What is required
Transcribe the full NFL 2018 Defense Analyzer text below word for word, keeping every line of code and output unchanged.

# NFL 2018 Defense Analyzer

# Importing Libraries

In [2]:
# acquire libraries
import pandas as pd
import matplotlib.pyplot as plt

#explore libraries
from scipy import stats
import seaborn as sns
import prep_plays
import prep_season
plt.rc("figure", figsize=(12, 7))
plt.rc("font", size=14)
from sklearn.model_selection import train_test_split

# model libraries
import wrangle_plays_data
from sklearn.metrics import classification_report, accuracy_score, confusion_matrix
from sklearn.model_selection import GridSearchCV
from sklearn.ensemble import GradientBoostingClassifier
from sklearn.linear_model import LogisticRegression
from sklearn.neighbors import KNeighborsClassifier
from sklearn.svm import SVC

pd.set_option('display.max_columns', None)

Acquire.py Loaded Successfully
Prep.py Loaded Successfully
Prep_Season.py Loaded Successfully
Wrangle.py Loaded Successfully


# Acquire 

- We acquired the data from kaggle.com as several .csv's but the data itself is provided by nextgenstats.nfl.com

In [None]:
nfl = pd.read_csv('plays.csv')

In [None]:
nfl.head()

In [None]:
nfl.shape

In [None]:
nfl.info()

In [None]:
nfl.describe().T

In [None]:
num_cols = nfl.columns[[(nfl[col].dtype == 'int64') | (nfl[col].dtype == 'float64') for col in nfl.columns]]
for col in num_cols:
    plt.hist(nfl[col])
    plt.title(col)
    plt.show()

Provided data
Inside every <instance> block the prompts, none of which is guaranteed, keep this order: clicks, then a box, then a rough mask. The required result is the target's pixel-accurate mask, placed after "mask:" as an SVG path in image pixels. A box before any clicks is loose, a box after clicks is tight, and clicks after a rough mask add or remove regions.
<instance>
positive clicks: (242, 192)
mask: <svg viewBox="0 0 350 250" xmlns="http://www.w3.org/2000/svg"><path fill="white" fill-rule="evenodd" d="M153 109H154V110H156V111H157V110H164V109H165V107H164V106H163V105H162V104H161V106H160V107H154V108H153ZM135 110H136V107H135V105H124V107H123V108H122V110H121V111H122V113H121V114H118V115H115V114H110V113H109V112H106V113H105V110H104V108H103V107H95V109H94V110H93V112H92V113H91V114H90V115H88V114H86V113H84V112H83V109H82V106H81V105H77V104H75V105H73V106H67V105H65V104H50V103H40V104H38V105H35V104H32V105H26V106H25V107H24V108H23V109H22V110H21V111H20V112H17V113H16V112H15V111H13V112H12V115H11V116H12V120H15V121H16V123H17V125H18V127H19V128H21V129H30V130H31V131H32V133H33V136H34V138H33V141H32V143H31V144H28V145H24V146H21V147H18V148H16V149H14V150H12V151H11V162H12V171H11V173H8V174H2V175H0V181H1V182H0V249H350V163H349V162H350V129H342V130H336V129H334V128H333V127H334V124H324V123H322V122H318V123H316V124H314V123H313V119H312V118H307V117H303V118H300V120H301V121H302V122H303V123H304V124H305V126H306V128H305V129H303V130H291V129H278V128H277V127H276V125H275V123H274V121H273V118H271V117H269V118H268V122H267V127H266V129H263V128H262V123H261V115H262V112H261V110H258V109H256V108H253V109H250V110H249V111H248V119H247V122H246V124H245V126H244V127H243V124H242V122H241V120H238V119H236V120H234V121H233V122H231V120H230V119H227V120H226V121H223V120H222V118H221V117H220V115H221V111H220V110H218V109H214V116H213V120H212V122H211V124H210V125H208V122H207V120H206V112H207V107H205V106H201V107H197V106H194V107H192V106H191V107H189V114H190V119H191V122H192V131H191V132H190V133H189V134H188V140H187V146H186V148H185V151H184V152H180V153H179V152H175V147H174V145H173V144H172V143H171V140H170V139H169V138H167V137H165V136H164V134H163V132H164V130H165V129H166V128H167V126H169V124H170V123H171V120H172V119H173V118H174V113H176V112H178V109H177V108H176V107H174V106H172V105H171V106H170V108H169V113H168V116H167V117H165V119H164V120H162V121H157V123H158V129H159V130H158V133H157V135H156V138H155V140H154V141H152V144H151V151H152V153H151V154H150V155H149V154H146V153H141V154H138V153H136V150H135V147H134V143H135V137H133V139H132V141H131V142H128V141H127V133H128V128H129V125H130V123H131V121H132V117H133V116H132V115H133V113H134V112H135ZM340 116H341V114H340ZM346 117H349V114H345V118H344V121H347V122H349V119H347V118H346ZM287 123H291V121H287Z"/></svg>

Task response
# NFL 2018 Defense Analyzer

# Importing Libraries

In [2]:
# acquire libraries
import pandas as pd
import matplotlib.pyplot as plt

#explore libraries
from scipy import stats
import seaborn as sns
import prep_plays
import prep_season
plt.rc("figure", figsize=(12, 7))
plt.rc("font", size=14)
from sklearn.model_selection import train_test_split

# model libraries
import wrangle_plays_data
from sklearn.metrics import classification_report, accuracy_score, confusion_matrix
from sklearn.model_selection import GridSearchCV
from sklearn.ensemble import GradientBoostingClassifier
from sklearn.linear_model import LogisticRegression
from sklearn.neighbors import KNeighborsClassifier
from sklearn.svm import SVC

pd.set_option('display.max_columns', None)

Acquire.py Loaded Successfully
Prep.py Loaded Successfully
Prep_Season.py Loaded Successfully
Wrangle.py Loaded Successfully


# Acquire 

- We acquired the data from kaggle.com as several .csv's but the data itself is provided by nextgenstats.nfl.com

In [None]:
nfl = pd.read_csv('plays.csv')

In [None]:
nfl.head()

In [None]:
nfl.shape

In [None]:
nfl.info()

In [None]:
nfl.describe().T

In [None]:
num_cols = nfl.columns[[(nfl[col].dtype == 'int64') | (nfl[col].dtype == 'float64') for col in nfl.columns]]
for col in num_cols:
    plt.hist(nfl[col])
    plt.title(col)
    plt.show()